(Shape labeling records)
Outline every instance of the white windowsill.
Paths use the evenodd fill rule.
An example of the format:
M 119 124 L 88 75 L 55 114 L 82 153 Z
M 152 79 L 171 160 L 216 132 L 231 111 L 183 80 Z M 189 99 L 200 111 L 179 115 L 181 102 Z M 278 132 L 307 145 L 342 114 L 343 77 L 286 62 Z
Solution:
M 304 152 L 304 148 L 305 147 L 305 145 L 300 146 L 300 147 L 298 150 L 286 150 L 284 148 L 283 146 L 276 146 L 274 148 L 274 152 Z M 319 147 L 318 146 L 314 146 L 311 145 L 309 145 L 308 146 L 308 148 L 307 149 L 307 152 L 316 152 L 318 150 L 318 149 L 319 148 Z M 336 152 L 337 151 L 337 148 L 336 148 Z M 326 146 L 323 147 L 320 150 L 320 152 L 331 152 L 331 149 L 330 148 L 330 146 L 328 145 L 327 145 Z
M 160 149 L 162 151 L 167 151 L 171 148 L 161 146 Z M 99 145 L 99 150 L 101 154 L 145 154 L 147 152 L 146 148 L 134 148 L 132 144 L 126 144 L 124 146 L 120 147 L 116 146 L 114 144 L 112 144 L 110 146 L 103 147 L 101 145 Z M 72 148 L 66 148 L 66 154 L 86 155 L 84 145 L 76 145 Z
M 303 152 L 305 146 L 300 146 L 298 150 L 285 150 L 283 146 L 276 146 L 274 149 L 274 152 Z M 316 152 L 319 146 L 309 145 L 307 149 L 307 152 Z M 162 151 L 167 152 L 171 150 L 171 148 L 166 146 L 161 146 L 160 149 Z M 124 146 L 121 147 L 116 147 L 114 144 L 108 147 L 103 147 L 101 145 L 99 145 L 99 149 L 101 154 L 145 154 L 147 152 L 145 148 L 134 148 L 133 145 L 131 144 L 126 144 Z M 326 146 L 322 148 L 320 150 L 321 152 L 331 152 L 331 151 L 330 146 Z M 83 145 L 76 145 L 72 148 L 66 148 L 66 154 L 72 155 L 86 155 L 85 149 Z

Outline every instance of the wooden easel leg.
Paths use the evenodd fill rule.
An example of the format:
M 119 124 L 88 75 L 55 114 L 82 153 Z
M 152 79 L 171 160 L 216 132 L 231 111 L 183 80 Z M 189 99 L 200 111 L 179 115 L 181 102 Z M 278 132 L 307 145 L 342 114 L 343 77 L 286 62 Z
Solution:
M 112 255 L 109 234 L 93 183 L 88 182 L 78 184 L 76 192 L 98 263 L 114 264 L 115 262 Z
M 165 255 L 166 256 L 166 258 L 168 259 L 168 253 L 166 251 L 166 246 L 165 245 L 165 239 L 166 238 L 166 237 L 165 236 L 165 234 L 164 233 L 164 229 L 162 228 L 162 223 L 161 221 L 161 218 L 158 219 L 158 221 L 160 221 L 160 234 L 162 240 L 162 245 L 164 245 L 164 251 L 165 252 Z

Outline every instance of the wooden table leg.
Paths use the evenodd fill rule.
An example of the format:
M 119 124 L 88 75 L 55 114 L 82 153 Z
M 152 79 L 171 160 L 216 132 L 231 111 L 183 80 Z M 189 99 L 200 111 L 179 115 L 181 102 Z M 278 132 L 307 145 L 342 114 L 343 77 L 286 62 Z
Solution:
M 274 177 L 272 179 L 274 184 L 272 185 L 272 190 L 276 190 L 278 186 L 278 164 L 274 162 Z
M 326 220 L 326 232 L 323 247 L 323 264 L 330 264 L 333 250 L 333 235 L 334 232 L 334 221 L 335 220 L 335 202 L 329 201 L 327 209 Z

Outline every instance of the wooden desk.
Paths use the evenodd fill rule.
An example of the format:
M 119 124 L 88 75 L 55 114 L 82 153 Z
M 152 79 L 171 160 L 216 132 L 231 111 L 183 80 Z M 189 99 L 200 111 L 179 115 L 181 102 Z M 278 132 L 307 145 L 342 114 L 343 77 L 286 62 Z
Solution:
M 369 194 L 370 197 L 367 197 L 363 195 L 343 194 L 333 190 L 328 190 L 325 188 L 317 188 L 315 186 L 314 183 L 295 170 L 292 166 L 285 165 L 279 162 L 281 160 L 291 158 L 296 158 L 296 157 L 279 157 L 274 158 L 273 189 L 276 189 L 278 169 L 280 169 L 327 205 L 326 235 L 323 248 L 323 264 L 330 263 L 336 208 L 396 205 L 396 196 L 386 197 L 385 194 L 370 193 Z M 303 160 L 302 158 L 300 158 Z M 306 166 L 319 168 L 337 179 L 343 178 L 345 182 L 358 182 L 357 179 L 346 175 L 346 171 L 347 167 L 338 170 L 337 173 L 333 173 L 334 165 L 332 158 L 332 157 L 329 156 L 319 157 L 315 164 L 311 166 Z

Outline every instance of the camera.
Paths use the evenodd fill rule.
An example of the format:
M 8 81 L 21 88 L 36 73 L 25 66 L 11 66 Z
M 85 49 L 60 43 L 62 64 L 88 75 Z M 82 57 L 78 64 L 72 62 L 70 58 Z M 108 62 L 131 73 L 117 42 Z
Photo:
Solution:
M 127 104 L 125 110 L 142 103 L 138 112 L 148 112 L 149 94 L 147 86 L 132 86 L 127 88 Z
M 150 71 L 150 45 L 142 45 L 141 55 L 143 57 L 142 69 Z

• Stated task: Rescale the lines from the one containing "Outline every instance of the camera." through the end of the records, inclusive, and reproduce all of them with the requests included. Multiply every coordinate in the answers by 1.9 and round to whole numbers, halves up, leaving the numbers in the requests and their format samples unchanged.

• Answer to this task:
Outline every instance of the camera.
Paths use the evenodd fill rule.
An example of the format:
M 8 81 L 21 88 L 36 73 L 25 66 L 11 66 Z
M 85 49 L 60 43 L 62 64 L 88 75 Z M 82 57 L 78 64 L 72 62 L 70 58 Z M 108 62 L 131 73 L 117 42 Z
Photo:
Solution:
M 241 198 L 238 209 L 270 196 L 262 213 L 281 213 L 283 179 L 279 163 L 251 163 L 241 167 Z
M 285 135 L 285 86 L 270 86 L 268 105 L 272 108 L 270 131 Z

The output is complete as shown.